▶ [What the task requires]
Go through the material and set down every line without alteration.

(The input begins)

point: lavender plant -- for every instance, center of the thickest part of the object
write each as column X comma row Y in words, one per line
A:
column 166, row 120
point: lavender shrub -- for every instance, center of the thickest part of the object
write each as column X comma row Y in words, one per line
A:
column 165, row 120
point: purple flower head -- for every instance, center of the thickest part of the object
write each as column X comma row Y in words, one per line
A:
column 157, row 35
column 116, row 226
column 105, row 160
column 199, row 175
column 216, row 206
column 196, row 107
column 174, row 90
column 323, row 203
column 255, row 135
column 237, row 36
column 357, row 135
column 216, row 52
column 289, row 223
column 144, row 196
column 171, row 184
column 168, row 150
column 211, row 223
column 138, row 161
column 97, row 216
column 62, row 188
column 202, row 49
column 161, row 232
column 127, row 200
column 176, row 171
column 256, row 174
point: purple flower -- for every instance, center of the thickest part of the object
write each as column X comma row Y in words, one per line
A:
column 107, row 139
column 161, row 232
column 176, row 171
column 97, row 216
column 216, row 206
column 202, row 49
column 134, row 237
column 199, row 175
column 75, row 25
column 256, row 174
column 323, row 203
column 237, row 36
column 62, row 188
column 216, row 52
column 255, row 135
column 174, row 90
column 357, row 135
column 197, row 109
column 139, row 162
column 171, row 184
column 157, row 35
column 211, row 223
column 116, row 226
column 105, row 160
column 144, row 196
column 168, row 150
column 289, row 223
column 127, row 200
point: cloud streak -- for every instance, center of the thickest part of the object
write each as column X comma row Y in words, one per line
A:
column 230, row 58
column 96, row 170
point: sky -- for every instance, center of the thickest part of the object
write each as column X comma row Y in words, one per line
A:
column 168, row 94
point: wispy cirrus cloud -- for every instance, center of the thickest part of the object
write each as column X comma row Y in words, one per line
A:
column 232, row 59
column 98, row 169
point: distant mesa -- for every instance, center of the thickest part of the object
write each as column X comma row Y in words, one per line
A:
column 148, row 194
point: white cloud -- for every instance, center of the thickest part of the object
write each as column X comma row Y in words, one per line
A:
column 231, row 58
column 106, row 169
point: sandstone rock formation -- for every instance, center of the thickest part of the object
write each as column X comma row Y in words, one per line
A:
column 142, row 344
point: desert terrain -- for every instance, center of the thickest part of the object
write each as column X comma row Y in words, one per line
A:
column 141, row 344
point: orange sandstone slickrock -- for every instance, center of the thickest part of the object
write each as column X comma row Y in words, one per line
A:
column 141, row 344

(The input ends)

▶ [Answer section]
point: lavender plant -- for every instance, center of the thickest part of the object
write each as column X comma row Y in words, one per line
A:
column 166, row 120
point: lavender shrub -- for every instance, center of the thickest part of the object
write each as column X comma row Y in words, one per line
A:
column 165, row 120
point: purple flower head -- for every instance, center of the thickest part of the object
write each as column X comma row Y in words, one per line
A:
column 157, row 35
column 116, row 226
column 105, row 160
column 199, row 175
column 216, row 206
column 196, row 107
column 174, row 90
column 323, row 203
column 255, row 135
column 237, row 36
column 357, row 135
column 216, row 52
column 289, row 223
column 144, row 196
column 171, row 184
column 168, row 150
column 211, row 223
column 138, row 161
column 97, row 216
column 62, row 188
column 202, row 49
column 161, row 232
column 127, row 200
column 176, row 171
column 256, row 174
point: purple flower -- for every instance, center of the thickest part of the object
write each as column X comma row Y in words, one per line
A:
column 107, row 139
column 161, row 232
column 176, row 171
column 97, row 216
column 216, row 206
column 202, row 49
column 134, row 237
column 199, row 175
column 75, row 25
column 256, row 174
column 323, row 203
column 237, row 36
column 62, row 188
column 216, row 52
column 255, row 135
column 174, row 90
column 357, row 135
column 197, row 109
column 139, row 162
column 171, row 184
column 157, row 35
column 211, row 223
column 116, row 226
column 105, row 160
column 144, row 196
column 168, row 150
column 289, row 223
column 127, row 200
point: cloud streak -- for every instance, center of the thickest part of the object
write each as column X comma row Y in words, one per line
A:
column 230, row 58
column 96, row 170
point: sky -- for every instance, center of the thickest part of the object
write each as column X comma row Y in words, one per line
A:
column 168, row 94
point: wispy cirrus cloud -- for every instance, center of the thickest part of the object
write each as column X comma row Y in words, one per line
A:
column 232, row 59
column 98, row 169
point: distant mesa -- for every instance, center of the thickest part of the object
write each as column X comma row Y in words, one per line
A:
column 148, row 194
point: white cloud -- for every instance, center of the thickest part of the object
write each as column X comma row Y in words, one per line
A:
column 231, row 58
column 106, row 169
point: sandstone rock formation -- for every instance, center of the thickest part of the object
write each as column X comma row Y in words, one per line
A:
column 142, row 344
point: desert terrain -- for every instance, center of the thickest part of the object
write each as column X comma row Y in words, one per line
A:
column 141, row 344
point: orange sandstone slickrock -- for every instance, center of the thickest part of the object
write each as column X comma row Y in words, one per line
A:
column 141, row 344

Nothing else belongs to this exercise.